◆ THE TASK: Find each line in the listing below that contains the word "juice", and copy those lines in full.

◆ DATASET ENTRIES:
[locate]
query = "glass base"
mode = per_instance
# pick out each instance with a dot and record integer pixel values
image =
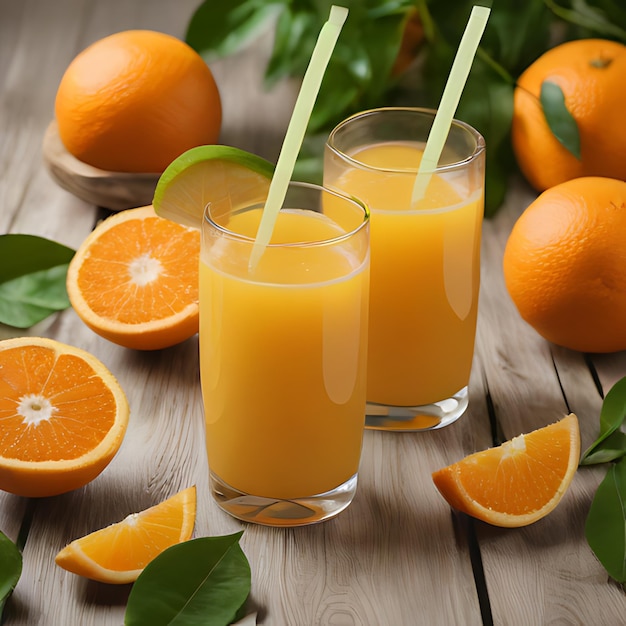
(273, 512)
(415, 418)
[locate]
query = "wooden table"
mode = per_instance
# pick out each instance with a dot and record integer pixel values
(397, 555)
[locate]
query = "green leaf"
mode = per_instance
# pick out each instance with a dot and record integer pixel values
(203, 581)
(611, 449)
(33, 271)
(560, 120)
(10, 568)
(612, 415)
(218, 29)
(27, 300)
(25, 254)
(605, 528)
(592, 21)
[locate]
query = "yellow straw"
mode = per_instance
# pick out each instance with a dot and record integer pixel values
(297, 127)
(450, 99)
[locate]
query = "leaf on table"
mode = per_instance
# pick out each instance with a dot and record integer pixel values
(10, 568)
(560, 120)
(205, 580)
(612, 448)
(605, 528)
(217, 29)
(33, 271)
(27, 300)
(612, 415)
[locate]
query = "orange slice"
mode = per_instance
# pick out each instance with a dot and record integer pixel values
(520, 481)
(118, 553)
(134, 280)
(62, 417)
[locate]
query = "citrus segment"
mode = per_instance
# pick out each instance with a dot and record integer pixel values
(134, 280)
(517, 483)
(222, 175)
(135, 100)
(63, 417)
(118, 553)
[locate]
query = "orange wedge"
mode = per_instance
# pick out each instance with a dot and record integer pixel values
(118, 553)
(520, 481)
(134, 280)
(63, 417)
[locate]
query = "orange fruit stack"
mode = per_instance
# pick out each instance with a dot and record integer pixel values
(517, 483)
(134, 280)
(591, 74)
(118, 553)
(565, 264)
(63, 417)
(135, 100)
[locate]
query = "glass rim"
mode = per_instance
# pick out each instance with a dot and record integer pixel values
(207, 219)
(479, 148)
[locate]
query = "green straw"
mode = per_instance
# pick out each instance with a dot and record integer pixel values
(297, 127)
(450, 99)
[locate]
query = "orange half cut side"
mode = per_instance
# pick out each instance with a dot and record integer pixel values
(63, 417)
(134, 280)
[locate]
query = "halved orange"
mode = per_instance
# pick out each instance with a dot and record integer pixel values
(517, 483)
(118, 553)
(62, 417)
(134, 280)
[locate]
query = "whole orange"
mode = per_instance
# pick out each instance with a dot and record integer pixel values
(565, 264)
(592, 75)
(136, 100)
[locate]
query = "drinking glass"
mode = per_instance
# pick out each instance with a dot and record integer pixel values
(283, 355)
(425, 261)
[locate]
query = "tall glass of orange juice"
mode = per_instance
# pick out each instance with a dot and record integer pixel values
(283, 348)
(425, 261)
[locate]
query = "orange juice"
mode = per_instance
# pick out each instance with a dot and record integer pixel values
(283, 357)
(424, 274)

◆ REPLY TO THE TASK:
query = "tall glass of orange juice"
query = "orange juice"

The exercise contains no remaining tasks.